** Supplied entries follows **

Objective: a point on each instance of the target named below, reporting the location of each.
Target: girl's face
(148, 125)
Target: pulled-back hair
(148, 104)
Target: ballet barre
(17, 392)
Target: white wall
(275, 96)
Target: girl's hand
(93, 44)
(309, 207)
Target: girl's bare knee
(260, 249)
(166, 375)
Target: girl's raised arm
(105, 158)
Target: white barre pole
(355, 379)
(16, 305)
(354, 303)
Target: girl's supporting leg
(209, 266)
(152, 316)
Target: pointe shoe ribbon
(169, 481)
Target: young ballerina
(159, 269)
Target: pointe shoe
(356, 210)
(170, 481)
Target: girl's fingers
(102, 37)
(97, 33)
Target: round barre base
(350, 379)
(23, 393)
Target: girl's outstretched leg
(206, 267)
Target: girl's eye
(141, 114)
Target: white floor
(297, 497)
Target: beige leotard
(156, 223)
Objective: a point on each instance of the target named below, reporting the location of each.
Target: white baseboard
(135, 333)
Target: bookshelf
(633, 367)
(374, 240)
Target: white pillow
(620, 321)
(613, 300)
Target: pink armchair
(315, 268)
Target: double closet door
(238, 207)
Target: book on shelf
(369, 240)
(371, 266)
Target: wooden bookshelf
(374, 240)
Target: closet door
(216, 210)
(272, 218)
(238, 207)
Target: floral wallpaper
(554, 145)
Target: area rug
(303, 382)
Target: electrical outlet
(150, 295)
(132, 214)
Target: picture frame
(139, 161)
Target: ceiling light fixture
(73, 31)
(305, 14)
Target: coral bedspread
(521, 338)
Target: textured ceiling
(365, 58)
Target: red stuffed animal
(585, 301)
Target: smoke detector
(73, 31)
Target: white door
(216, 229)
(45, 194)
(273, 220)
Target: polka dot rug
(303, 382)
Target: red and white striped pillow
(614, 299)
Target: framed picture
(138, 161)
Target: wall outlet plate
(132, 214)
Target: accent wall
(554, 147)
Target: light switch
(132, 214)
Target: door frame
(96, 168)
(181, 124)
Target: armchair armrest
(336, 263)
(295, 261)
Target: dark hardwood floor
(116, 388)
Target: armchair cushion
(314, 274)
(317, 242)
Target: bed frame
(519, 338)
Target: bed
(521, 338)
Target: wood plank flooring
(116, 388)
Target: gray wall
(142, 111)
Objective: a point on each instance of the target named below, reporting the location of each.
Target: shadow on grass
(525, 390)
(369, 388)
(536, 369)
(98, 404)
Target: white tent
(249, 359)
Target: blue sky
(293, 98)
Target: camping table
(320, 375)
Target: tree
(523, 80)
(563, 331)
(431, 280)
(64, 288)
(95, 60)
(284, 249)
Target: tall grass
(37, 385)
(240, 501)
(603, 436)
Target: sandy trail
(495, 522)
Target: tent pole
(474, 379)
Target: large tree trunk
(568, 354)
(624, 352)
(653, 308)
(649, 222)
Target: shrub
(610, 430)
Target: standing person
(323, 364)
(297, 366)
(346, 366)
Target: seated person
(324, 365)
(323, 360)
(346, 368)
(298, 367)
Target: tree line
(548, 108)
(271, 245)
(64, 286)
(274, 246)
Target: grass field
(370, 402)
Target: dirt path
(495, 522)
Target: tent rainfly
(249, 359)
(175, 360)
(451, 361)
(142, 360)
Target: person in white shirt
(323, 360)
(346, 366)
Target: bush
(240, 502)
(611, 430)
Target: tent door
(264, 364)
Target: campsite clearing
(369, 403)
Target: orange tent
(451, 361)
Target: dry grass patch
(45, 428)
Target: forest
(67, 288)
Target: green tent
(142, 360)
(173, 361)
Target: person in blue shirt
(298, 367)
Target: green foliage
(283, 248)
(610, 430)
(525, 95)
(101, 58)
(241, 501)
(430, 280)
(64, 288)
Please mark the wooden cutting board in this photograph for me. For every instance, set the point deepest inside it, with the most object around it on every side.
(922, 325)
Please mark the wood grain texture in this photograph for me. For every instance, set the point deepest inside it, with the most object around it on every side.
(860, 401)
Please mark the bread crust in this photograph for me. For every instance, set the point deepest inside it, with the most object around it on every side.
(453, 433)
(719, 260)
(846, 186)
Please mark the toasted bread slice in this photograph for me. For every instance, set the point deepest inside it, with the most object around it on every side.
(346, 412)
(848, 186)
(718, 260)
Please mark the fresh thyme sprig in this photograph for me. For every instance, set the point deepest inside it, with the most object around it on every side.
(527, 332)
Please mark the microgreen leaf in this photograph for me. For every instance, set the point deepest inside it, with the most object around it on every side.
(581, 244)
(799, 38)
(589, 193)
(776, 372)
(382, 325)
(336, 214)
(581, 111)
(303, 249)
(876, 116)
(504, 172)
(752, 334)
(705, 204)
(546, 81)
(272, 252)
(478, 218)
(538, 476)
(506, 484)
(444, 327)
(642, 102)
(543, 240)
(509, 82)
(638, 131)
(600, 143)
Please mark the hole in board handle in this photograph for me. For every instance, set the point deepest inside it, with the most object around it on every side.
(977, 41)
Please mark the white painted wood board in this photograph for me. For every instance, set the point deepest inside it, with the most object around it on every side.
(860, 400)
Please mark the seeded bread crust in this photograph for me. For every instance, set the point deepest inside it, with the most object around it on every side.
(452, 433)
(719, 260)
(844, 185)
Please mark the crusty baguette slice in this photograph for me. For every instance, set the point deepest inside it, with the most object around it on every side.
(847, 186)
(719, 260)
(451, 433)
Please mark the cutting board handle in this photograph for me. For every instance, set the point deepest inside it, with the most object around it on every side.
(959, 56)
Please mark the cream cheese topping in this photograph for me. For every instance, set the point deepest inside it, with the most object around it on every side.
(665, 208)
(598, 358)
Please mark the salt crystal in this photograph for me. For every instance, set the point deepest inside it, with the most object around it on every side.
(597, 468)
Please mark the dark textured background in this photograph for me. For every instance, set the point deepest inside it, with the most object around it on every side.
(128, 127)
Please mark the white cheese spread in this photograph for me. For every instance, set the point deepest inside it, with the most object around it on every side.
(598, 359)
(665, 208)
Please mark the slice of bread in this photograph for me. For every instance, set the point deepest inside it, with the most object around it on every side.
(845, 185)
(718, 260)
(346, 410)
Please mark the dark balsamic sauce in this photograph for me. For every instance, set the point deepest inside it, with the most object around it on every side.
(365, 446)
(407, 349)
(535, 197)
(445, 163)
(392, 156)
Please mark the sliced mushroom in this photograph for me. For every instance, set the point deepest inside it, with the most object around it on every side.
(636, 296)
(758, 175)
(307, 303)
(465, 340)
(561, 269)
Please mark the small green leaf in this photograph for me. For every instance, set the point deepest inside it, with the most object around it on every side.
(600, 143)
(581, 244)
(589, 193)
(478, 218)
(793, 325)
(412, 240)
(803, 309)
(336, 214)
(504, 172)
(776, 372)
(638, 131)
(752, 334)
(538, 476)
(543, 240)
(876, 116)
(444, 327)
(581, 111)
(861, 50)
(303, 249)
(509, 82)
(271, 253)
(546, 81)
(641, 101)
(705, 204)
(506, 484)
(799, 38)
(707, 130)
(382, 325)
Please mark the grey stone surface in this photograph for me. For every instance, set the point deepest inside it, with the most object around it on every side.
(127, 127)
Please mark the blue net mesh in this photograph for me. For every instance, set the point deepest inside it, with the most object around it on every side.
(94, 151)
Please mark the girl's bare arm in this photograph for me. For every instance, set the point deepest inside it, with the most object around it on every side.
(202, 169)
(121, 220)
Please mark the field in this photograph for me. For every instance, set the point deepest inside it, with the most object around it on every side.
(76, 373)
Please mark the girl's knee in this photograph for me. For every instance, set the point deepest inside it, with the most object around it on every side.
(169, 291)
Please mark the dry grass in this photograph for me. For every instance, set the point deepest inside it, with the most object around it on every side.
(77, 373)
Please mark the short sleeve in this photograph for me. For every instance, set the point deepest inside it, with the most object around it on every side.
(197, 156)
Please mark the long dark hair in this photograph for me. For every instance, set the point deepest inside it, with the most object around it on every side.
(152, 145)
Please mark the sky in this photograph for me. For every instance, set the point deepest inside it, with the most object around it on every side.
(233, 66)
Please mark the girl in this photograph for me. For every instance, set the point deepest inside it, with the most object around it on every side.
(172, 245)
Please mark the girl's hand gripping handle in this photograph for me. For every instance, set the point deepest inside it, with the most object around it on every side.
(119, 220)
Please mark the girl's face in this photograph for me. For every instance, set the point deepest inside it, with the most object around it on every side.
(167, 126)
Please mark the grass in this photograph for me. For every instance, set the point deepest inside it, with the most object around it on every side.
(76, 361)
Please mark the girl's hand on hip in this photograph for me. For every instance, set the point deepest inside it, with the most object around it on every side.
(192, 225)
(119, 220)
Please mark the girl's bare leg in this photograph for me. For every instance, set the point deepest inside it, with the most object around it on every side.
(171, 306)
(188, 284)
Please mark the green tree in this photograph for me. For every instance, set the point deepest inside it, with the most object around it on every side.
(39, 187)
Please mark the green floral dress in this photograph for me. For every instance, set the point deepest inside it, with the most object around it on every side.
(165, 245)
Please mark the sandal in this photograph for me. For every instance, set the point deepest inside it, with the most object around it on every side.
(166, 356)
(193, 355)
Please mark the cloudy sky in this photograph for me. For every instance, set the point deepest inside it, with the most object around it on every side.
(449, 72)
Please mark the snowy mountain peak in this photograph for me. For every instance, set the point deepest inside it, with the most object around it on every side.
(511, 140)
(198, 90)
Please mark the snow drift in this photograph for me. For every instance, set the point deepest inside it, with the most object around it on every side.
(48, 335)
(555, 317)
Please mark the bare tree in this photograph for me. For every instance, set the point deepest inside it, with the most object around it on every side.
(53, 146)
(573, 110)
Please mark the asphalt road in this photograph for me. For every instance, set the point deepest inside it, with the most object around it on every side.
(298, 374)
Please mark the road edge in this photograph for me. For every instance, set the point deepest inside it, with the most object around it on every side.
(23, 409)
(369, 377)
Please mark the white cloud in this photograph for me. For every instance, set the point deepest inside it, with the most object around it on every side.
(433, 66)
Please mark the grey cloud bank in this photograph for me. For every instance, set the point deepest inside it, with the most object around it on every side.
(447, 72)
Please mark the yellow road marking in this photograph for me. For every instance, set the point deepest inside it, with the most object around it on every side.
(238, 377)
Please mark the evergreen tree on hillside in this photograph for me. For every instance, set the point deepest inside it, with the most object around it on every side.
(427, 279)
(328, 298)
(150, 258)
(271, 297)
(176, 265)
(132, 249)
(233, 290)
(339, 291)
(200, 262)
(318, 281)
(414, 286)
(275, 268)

** End of Supplied entries **

** Assignment **
Write out every line, unchanged, from the one containing "Please mark the evergreen" through the closing line of the data.

** Task answer **
Please mark the evergreen tree on hillside in this photograph for me. For every instance, set the point deepest inside it, with the most object around it on every side.
(427, 279)
(328, 298)
(150, 258)
(271, 297)
(176, 265)
(132, 249)
(233, 290)
(339, 291)
(200, 262)
(318, 281)
(414, 286)
(275, 268)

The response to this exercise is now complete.